• [Page excerpt]
Just eat it
My wife has been in Texas the past couple weeks, first to help out her dad, and then for some medical testing. She was home briefly for a weekend in between her two trips, just long enough to cook up a huge pot of Avgolemono soup.
Avgolemono is a Greek sort of chicken soup, one that features eggs and lemon and rice. It’s quite delicious, and she left a kettle of it in the fridge for us to reheat.
…and then I forgot about it.
The boys ended up being subjected to my cooking for several days, including one night of my own chicken soup, before I discovered the Avgolemono.
“Hey guys,” I said. “It’s Avgolemono soup! Let’s have this tonight.”
They groaned. “Not another chicken noodle soup.”
“No,” I said. “It’s Momma’s Avgolemono.”
“Are you sure?”
“Yes!” I scooped out three bowls and put them in the microwave.
“It’s not that yours was really bad,” one of the boys said.

• [Action item] According to the Avgolemono post, which three ingredients does the soup feature?

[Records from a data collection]
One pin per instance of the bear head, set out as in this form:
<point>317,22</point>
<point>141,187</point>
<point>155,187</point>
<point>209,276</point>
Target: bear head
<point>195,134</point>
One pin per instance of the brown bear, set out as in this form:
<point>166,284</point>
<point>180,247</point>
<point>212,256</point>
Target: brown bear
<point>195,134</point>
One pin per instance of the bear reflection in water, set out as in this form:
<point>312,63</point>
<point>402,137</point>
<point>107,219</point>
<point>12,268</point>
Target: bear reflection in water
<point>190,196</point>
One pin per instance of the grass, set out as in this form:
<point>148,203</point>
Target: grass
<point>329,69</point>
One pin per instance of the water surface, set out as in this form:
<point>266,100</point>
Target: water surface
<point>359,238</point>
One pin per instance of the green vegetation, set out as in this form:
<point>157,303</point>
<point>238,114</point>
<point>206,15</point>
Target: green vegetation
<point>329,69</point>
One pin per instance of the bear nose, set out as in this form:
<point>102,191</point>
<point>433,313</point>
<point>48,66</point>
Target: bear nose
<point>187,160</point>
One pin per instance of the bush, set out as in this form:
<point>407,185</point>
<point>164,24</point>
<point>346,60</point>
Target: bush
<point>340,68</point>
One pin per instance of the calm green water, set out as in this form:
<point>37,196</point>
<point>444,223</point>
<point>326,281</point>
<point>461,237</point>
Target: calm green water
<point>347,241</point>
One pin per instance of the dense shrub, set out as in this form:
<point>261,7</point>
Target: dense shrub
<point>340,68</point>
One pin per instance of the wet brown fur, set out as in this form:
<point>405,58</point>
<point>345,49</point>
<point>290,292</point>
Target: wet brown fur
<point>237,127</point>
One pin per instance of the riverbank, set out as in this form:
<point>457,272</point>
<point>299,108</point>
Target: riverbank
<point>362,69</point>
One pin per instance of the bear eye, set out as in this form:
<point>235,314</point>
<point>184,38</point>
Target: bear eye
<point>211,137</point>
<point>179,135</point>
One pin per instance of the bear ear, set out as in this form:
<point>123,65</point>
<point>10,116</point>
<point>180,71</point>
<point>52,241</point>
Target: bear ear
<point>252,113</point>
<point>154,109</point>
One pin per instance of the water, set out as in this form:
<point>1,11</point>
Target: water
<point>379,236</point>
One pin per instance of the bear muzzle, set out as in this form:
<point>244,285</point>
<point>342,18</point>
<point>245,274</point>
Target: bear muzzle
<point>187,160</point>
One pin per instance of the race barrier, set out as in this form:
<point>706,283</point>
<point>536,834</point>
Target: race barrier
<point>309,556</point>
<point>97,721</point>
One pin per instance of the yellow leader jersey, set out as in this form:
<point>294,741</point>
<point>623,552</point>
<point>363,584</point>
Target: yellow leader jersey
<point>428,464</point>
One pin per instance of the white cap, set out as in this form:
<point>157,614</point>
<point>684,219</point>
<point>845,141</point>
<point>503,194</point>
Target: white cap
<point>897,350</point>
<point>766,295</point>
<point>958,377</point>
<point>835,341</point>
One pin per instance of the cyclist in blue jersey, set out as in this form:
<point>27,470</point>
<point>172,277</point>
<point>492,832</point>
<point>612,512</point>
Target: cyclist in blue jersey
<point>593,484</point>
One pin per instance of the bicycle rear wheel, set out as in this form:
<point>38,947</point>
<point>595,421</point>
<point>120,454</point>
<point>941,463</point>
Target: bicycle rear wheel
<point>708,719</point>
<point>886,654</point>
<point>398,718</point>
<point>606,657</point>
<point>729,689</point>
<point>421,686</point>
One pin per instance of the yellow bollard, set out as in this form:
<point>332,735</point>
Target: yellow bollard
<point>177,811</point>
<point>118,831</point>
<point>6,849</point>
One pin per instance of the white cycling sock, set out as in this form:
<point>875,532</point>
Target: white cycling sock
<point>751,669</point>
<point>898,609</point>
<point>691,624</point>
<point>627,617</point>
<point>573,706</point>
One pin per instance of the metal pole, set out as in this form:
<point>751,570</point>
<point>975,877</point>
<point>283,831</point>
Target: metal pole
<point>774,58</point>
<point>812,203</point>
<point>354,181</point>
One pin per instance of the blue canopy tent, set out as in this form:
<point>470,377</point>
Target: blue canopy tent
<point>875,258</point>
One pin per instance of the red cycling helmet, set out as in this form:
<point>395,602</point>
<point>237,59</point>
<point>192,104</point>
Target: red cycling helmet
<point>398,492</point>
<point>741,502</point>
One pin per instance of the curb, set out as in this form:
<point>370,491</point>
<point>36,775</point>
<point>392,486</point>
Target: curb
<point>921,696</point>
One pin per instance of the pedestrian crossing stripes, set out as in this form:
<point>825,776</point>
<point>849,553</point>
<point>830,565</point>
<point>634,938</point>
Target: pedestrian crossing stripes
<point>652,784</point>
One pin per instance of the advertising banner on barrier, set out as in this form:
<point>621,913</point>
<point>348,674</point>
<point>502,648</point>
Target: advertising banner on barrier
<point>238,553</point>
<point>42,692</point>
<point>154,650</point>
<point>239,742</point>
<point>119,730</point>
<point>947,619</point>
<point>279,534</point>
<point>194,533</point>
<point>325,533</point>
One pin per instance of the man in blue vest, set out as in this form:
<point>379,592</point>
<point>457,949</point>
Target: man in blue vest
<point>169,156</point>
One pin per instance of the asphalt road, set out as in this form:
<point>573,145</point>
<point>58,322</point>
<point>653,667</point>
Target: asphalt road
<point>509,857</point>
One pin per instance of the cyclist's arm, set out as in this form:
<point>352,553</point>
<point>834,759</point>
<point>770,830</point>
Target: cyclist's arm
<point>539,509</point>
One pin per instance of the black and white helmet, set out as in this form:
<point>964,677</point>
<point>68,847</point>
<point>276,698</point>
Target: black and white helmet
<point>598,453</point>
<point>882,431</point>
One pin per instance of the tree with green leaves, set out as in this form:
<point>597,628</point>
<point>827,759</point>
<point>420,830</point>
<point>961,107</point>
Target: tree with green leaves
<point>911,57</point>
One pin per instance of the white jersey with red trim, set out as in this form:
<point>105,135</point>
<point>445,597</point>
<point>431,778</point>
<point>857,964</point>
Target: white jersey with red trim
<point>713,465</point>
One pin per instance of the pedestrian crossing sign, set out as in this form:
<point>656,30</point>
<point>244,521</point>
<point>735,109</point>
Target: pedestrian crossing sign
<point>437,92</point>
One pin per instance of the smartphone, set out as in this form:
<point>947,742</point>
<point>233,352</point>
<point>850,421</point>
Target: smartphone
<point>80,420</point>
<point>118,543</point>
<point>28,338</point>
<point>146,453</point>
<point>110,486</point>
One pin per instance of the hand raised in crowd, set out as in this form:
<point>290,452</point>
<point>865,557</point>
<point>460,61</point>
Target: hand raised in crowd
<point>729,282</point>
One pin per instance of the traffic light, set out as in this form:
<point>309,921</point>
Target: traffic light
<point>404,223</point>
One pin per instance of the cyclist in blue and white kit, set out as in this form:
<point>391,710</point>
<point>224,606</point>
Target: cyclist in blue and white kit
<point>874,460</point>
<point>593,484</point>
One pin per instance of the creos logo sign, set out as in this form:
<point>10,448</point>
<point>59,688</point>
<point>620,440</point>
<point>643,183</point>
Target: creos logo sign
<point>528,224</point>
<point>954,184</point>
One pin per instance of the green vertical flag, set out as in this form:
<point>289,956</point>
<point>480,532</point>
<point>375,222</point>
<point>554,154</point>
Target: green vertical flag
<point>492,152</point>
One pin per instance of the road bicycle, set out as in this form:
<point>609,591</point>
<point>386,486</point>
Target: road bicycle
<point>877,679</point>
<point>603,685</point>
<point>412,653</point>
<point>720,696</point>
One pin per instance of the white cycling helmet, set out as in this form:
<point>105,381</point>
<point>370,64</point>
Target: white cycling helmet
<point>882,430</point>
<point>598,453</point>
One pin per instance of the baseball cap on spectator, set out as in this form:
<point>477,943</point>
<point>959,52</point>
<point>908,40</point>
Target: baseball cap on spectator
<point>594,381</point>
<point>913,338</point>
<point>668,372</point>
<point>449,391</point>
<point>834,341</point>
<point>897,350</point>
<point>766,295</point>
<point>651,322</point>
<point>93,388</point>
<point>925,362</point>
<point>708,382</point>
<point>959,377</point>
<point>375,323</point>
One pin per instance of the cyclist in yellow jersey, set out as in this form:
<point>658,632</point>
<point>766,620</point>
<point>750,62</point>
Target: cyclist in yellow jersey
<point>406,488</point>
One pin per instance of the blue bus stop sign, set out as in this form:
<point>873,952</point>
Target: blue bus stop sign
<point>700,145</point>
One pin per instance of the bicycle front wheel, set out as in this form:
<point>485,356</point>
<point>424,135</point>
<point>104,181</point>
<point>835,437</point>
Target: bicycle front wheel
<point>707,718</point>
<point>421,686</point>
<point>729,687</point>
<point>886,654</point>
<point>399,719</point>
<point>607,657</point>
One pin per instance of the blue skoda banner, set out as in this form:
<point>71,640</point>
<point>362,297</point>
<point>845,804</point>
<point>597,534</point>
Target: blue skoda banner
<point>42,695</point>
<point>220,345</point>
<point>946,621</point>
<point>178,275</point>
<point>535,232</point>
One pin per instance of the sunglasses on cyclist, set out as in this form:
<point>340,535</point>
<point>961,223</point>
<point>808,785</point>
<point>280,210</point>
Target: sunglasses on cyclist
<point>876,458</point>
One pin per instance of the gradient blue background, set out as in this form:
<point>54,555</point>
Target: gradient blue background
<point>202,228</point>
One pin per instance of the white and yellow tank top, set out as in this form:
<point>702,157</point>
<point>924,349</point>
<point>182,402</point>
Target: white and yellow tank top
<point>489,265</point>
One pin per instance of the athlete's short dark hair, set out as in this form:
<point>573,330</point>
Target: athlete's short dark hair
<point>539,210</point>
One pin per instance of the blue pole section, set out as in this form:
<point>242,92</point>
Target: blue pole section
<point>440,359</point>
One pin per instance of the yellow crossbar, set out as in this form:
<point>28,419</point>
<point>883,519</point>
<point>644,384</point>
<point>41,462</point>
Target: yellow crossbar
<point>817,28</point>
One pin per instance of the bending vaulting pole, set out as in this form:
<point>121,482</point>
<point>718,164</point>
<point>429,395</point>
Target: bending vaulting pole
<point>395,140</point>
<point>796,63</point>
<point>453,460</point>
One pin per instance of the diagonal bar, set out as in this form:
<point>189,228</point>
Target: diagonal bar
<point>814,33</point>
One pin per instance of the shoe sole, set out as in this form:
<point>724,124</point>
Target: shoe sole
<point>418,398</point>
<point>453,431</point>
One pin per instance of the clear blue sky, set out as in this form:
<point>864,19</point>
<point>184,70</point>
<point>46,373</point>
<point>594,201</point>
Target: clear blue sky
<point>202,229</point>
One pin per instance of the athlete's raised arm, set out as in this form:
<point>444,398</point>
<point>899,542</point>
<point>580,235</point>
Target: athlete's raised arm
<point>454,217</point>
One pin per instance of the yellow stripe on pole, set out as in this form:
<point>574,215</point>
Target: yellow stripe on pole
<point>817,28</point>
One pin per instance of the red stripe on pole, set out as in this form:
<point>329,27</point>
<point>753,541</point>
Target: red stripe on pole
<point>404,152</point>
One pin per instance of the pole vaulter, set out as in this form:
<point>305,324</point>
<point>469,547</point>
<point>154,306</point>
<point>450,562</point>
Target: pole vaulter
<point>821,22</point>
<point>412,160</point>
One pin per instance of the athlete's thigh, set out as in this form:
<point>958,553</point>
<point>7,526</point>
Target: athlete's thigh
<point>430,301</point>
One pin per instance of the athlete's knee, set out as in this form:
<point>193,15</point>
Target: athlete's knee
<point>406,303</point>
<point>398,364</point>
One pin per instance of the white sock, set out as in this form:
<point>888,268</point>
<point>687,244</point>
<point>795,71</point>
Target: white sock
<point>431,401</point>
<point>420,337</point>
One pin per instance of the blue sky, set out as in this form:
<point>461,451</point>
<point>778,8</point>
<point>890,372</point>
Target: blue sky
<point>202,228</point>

• [Response to this task] Eggs, lemon, and rice.